__AUFGABEN__.
a) Wie lang soll die Schonzeit vor und nach einer Geburt laut dem Auszug über Frauen und Mutterschaft jeweils sein?
b) Setze den Auszug über Frauen und Mutterschaft nach seinem letzten Satz fort.

Ihr nur allzu oft schon diskutiertes Hauptargument: "Die Frau hat Kinder zu gebären. Punktum!" will ich noch einmal flüchtig streifen. Einmal liefern ja nicht alle Frauen Kinder, und tun sie es etwa ohne die Erlaubnis des Standesamts, so nimmt man es ihnen entsetzlich übel, mit Ausnahme vielleicht der Elternpaare, die einer Amme benötigt sind. Mag die Frau nicht heiraten, nicht Kinder zur Welt bringen, so braucht sie es nicht, ebenso wenig wie der Mann Ideen zu produzieren (soll seine Mission sein) angehalten werden kann. Ferner: Zur Kinderproduktion gehört gar nicht soviel Zeit, wie die Gegner der Frauenbewegung annehmen. Ethisch und ästhetisch nicht zu beanstandende Vorbeugungen – Enthaltsamkeit in erster Linie – werden oder können den Kindersegen in einer Familie auf die heilige Zahl drei beschränken. (Schon im Volksmund heißt es. aller guten Dinge sind drei.) Soviel ich weiß, beträgt in der Tat die Durchschnittszahl der Kinder in einer deutschen Familie drei bis vier. Wenn wir die Schonzeit vor und nach der Geburt auf je vier Wochen festsetzen (für eine normale Frau völlig ausreichend), würde für die Mutter der Zeitverlust, den drei Geburten mit sich bringen, sechs Monate betragen, bewilligen wir vier Kinder – acht Monate.

Wie viel mehr Zeit verliert der Mann bei seinem Militärdienst, von dem gemeinen Soldaten mit seiner dreijährigen Dienstpflicht gar nicht zu reden. Und die Geburten sind doch immerhin für den Bestand der Menschheit wesentlicher als das Getötetwerden im Kriege.

Man wird den Frauen das Kindergebären noch ganz verleiden mit der Sucht, sie damit für alle andern Lebensansprüche abfinden zu wollen.

Lächerlich und eitel Hohn ist‘s, dem Weib zu sagen: "Gebäre Kinder! Kinder! Kinder!" Es aber für unweiblich, scham- und sittenlos zu halten, wollte sie auch nur durch eine Mine verraten, daß sie den zur Mutterschaft benötigten Mann herbeisehnt, geschweige denn, daß sie einen Finger rührt, um ihren Wünschen Nachdruck zu geben.

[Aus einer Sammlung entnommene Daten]

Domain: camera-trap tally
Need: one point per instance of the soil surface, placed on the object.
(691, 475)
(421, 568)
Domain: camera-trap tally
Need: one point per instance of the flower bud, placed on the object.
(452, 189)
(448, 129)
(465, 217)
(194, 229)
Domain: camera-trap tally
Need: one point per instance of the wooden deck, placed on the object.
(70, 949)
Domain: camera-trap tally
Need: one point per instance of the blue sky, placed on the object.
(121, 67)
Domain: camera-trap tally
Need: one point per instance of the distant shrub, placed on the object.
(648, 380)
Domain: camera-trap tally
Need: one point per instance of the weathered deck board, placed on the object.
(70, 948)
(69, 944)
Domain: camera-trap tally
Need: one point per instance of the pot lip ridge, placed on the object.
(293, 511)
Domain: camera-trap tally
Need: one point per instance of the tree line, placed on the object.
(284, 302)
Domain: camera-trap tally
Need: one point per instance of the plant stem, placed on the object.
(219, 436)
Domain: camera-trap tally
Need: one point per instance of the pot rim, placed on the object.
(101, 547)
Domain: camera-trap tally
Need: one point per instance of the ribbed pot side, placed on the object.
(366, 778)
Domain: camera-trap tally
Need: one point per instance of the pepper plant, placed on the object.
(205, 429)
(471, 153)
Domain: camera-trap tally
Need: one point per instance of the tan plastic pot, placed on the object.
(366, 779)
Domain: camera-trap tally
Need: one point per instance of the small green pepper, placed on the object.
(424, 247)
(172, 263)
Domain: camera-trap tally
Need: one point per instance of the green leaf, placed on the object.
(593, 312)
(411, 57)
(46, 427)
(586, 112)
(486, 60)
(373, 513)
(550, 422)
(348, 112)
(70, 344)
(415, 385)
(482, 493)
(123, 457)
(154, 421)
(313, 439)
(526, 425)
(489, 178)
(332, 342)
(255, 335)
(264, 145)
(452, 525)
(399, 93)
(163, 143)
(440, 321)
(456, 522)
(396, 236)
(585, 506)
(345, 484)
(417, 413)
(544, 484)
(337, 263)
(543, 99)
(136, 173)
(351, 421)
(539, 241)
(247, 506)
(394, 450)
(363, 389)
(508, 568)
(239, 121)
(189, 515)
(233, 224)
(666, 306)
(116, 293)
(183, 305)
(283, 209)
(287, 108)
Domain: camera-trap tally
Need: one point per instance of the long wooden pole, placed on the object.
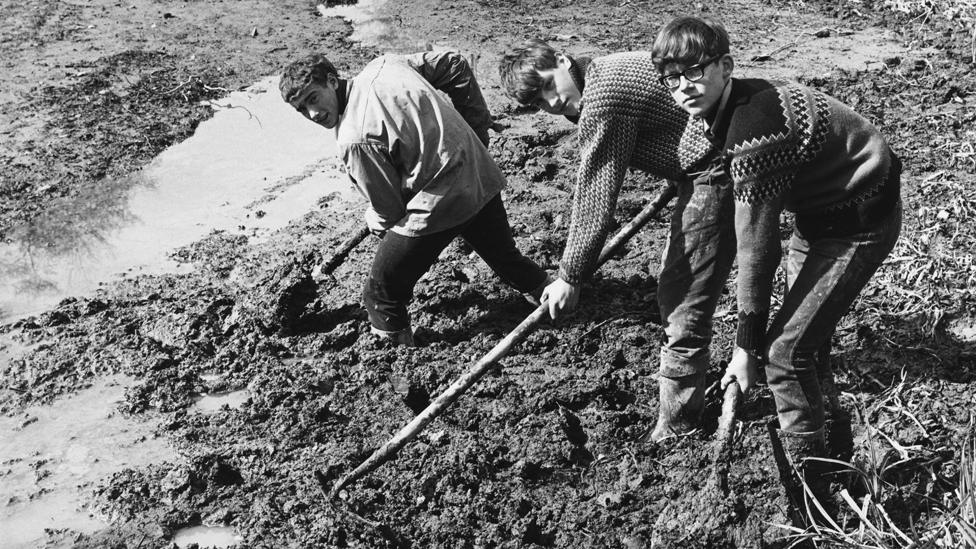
(340, 255)
(488, 361)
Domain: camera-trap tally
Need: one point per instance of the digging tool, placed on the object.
(488, 361)
(705, 515)
(343, 252)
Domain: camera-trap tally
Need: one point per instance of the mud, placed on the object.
(547, 450)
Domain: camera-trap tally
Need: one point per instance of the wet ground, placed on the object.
(244, 375)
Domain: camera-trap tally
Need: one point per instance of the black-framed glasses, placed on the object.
(693, 73)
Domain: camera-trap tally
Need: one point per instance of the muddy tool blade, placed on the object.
(342, 253)
(702, 519)
(479, 369)
(724, 435)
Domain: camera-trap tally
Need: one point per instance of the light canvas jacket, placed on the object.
(417, 155)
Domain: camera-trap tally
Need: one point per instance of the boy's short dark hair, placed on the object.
(689, 41)
(299, 74)
(519, 69)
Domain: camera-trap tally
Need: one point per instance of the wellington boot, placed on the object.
(804, 475)
(680, 405)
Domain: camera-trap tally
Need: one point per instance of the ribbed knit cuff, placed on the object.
(751, 333)
(563, 274)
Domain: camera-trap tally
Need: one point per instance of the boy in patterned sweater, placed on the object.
(785, 146)
(627, 121)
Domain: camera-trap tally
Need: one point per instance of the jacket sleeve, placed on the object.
(606, 146)
(372, 170)
(450, 73)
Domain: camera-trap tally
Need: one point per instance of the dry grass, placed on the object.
(960, 13)
(880, 516)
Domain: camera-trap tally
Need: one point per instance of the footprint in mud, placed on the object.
(416, 397)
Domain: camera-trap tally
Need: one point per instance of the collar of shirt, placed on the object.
(719, 111)
(342, 95)
(577, 71)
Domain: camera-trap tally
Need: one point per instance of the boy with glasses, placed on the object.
(626, 121)
(788, 147)
(421, 161)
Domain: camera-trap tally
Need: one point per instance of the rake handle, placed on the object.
(340, 255)
(488, 361)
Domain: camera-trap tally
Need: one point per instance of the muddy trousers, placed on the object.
(694, 270)
(826, 276)
(400, 261)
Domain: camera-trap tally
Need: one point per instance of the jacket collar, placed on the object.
(577, 71)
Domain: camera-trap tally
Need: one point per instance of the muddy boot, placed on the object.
(399, 337)
(680, 405)
(837, 425)
(804, 477)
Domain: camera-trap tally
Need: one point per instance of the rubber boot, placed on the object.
(399, 337)
(837, 424)
(803, 476)
(680, 404)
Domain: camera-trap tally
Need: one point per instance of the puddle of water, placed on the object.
(207, 536)
(51, 457)
(212, 402)
(250, 169)
(371, 25)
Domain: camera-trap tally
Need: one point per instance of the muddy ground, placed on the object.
(545, 451)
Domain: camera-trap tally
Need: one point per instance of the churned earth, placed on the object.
(548, 449)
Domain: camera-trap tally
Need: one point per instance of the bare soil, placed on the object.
(547, 450)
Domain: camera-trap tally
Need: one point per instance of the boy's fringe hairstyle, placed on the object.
(299, 74)
(688, 41)
(519, 69)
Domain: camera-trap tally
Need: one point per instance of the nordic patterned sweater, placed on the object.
(626, 120)
(786, 146)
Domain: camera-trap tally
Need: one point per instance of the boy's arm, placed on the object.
(758, 255)
(450, 73)
(606, 147)
(372, 170)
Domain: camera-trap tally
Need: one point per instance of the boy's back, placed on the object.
(394, 113)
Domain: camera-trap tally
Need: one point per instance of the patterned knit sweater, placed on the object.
(790, 147)
(626, 120)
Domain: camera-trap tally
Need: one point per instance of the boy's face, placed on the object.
(319, 102)
(559, 94)
(698, 88)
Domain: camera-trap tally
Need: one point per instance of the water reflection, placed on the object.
(53, 455)
(207, 536)
(250, 169)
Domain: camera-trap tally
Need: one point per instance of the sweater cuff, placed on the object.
(572, 279)
(751, 333)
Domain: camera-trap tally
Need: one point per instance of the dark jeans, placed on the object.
(400, 261)
(694, 270)
(826, 275)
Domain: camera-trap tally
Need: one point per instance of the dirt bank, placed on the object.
(548, 450)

__ANTWORTEN__.
a) Je vier Wochen vor und nach der Geburt.

b)
Abzuwarten hat sie, bis Gott oder eine kluge Tante, Schicksal oder Zufall, und wie die Möglichkeiten alle heißen, ihr das Mittel für ihren Lebenszweck: einen Mann – es kann unter Umständen der erste beste sein – besorgt.

Braucht denn die Gesellschaft oder die Menschheit so riesig viel Kinder? Sind es ihrer zu wenig, könnte man die Lücken nicht damit füllen, daß man versuchte, die ungeheure Menge von Kindern, die als Säuglinge sterben, am Leben zu erhalten? Weniger Kinderleichen – und Mehrgeburten wären nicht so dringend. Auch dürften frühe Heiraten und der Wegfall der Prostitution erfreuliche Resultate auf diesem Gebiet liefern.

Übrigens wird es ja immer Frauen geben, voraussichtlich eine der Nachfrage des Mannes entsprechende Anzahl, die nichts anderes wollen, als im Schoß der Familie zu verbleiben und sich der ehelichen Zärtlichkeit zu freuen; und ihrer etwaigen Sehnsucht nach einer unbegrenzten Kinderschar wird niemand eine Grenze setzen, der Gatte sicher nicht, wenn er Antifeminist ist. Der führt ja die Kinder, die die Frau zu kriegen hat, immer im Munde.

Wie sich die Kinderzahl durch das Verhüten der grausigen und massenhaften Säuglingssterblichkeit wesentlich erhöhen, so ließe sich auch die Ziffer der Berufsfrauen wesentlich vermindern, wenn man die vielen, vielen Frauen, (das Proletariat ziehe ich dabei nicht in Betracht), die der Not, nicht dem eigenen Triebe gehorchend, außer dem Hause einem Beruf widerwillig obliegen, von ihrer Bürde entlastete.

Wieviel Lehrerinnen, Buchhalterinnen, Telephonistinnen u.s.w. schmachten nach dem ihnen verschlossenen Paradies der Ehe mit allem, was dazu gehört. Erschließt es ihnen doch! Dazu seid ihr nicht imstande? Ihre Aussperrung könnt ihr nicht hindern? So enthaltet euch auch der Einsperrung derer, die heraus wollen.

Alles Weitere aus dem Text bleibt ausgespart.